REQUIREMENTS
Edit every one of the items below by changing "target phrase" to "given phrase" wherever it occurs. Keep all other wording the same.
--- Begin INPUT RECORDS ---
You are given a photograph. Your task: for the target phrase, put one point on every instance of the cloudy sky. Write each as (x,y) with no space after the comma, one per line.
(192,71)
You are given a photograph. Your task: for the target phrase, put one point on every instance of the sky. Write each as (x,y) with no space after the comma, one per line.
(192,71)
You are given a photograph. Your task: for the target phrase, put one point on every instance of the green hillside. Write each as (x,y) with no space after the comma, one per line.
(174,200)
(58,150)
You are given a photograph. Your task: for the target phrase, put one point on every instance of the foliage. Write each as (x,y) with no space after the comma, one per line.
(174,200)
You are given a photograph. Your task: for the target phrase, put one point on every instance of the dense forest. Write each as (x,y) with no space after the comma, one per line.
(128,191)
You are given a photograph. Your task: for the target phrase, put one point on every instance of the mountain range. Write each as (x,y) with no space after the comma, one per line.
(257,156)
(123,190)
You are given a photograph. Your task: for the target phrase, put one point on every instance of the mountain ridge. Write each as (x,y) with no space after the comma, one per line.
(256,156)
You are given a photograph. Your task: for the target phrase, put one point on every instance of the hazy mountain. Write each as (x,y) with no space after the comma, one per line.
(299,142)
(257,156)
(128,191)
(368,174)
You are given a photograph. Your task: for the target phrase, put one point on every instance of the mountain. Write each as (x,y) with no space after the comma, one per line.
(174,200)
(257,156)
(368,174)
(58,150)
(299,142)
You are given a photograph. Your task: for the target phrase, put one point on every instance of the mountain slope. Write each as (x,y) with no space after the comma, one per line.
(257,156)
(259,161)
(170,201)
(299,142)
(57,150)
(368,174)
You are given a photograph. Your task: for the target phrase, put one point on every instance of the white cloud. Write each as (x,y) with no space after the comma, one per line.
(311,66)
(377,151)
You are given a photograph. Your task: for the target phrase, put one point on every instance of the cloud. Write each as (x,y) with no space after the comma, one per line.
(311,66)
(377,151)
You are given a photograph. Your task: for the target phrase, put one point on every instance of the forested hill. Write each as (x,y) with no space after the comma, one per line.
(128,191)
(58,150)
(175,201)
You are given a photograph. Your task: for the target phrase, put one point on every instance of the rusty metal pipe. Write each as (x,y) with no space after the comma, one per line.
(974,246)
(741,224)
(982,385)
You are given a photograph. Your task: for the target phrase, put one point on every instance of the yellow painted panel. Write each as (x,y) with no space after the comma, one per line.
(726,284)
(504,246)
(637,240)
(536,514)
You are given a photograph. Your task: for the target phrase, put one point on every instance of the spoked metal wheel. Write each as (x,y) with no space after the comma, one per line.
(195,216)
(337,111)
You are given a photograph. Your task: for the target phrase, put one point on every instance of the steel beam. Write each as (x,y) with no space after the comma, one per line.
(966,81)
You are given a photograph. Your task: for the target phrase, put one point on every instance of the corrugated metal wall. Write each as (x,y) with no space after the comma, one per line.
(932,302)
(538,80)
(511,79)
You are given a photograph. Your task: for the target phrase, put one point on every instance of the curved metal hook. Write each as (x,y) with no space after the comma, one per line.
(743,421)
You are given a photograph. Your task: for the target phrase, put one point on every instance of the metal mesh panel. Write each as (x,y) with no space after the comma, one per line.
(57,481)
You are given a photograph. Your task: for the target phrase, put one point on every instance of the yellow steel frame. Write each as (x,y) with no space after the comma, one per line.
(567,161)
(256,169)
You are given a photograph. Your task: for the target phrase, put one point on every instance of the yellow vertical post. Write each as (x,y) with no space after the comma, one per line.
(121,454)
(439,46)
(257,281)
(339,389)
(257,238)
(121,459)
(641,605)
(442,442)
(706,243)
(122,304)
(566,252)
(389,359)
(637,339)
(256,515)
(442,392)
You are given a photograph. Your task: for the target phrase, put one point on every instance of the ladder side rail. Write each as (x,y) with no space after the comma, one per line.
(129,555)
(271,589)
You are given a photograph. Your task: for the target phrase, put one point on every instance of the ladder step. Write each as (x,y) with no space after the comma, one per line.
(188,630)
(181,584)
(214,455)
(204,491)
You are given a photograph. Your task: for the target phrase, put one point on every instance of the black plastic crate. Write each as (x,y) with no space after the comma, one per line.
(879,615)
--- End INPUT RECORDS ---
CORRECT OUTPUT
You are given a photograph. Your task: for the given phrase, put one point on every instance of the cloudy sky. Write each as (x,y) with no space after the comma, one per line.
(192,71)
You are given a photograph. Your task: for the given phrase, put one point on every instance of the sky. Write each as (x,y) with no space after the comma, one per line.
(192,71)
You are given a photograph. Your task: for the given phrase, put one point on every instance of the green hillside. Write each as (x,y) with no space after the comma, one per line.
(174,200)
(58,150)
You are given a photograph. Your task: for the given phrase, put one point on every instance of the foliage. Write each as (x,y) with no space after the comma, one per line.
(174,200)
You are given a photograph. Your task: for the given phrase, put one point on every instance of the dense forest. Write each as (x,y) with no space after the comma, one per line.
(128,191)
You are given a photograph. Your task: for the given phrase, put one point on every instance of the mountain range. Write each as (x,y) with no space after the comma, one per line.
(257,156)
(123,190)
You are given a photograph. Your task: for the given phrase, put one point on every instance of the mountain ridge. Write each as (x,y) with no space after the comma, one per line.
(256,156)
You are given a photograph. Your task: for the given phrase, put one point on every instance of the hazy mountain. Write each as (x,y) with no space after the comma, one per line.
(299,142)
(257,156)
(128,191)
(368,174)
You are given a photograph. Your task: for the given phrase, put one point on every instance of the mountain. Write each as (x,y) with no space after the comma, one per line.
(174,200)
(257,156)
(368,174)
(58,150)
(299,142)
You are given a photograph. Your task: for the given phrase, put one point on every instance of the mountain slope. Write each as (x,y) with no space after the comma, one per line.
(257,156)
(259,161)
(170,201)
(299,142)
(57,150)
(368,174)
You are given a photograph. Your task: for the given phrase, put one point on every instance of the white cloud. Write each as (x,y) with no space after the comma, one per line.
(311,66)
(377,151)
You are given a photograph. Your task: for the given phrase, put one point on every instance of the cloud. Write each as (x,y) with no space after the comma, one per line.
(311,66)
(377,151)
You are given a photograph. Your task: for the given phrase, put one point on every instance of the forested hill. Write each as (x,y) with no space after the comma, one per line.
(128,191)
(58,150)
(175,201)
You are given a photograph. Your task: for the given phrase, put one point on every instance of the rusty metal pipe. Write each as (x,y) with no space after the comma, one per line.
(974,246)
(741,224)
(982,385)
You are given a photograph. Your task: for the given phrase, put one point on every instance of the yellow painted panel. Write each as (x,y) with no space after the comma, one per line.
(726,284)
(504,246)
(637,240)
(536,514)
You are given a photograph. Your task: for the given phrase, put one point on every instance of the spoked metal wheel. Write each as (x,y) with no space after the comma, one per line.
(195,216)
(337,111)
You are given a photograph. Your task: for the given phrase, put one point on every instance of the steel beam. Write each as (x,y) with no space after the comma, one per line.
(966,81)
You are given a photograph. Your task: for the given phrase, put one point on every instance of the corrugated metal wall. Write each as (x,y) with no space after the comma, one per line.
(932,302)
(538,80)
(511,79)
You are given a photograph. Your task: for the given phrase, put one point on every instance of the curved metal hook. Write each as (x,y) with no space after the comma, one per line.
(743,421)
You are given a photograph. Your task: for the given phrase, put one point on every instance of the metal mesh panel. Write each as (x,y) with no space after the comma, one per line.
(57,481)
You are given a photograph. Your task: for the given phrase, put one point on every instance of the yellow steel frame. Write each as (x,y) with no space after the comma, one per line.
(567,161)
(256,169)
You are given a photograph. Your task: for the given phrase, put one point on every instance of the yellow vertical post. Write each as (x,y) with no space after the comma, one per line.
(121,454)
(439,46)
(257,281)
(339,389)
(257,238)
(121,459)
(641,605)
(442,442)
(706,243)
(122,304)
(566,252)
(389,359)
(637,339)
(256,515)
(442,392)
You are given a photograph. Your task: for the given phrase, put one point on every instance of the ladder side rail. Write each as (x,y) with no space after the comma, one per line.
(129,555)
(271,589)
You are given a photograph. Your task: for the given phrase, put one point on every instance of the ladder step. Write each as (x,y) with no space after the comma, one per line.
(188,630)
(181,584)
(214,455)
(204,491)
You are given a photograph. Your task: for the given phrase, put one point on every instance of the black plastic crate. Write each as (x,y) with no space after the comma, one per line.
(879,615)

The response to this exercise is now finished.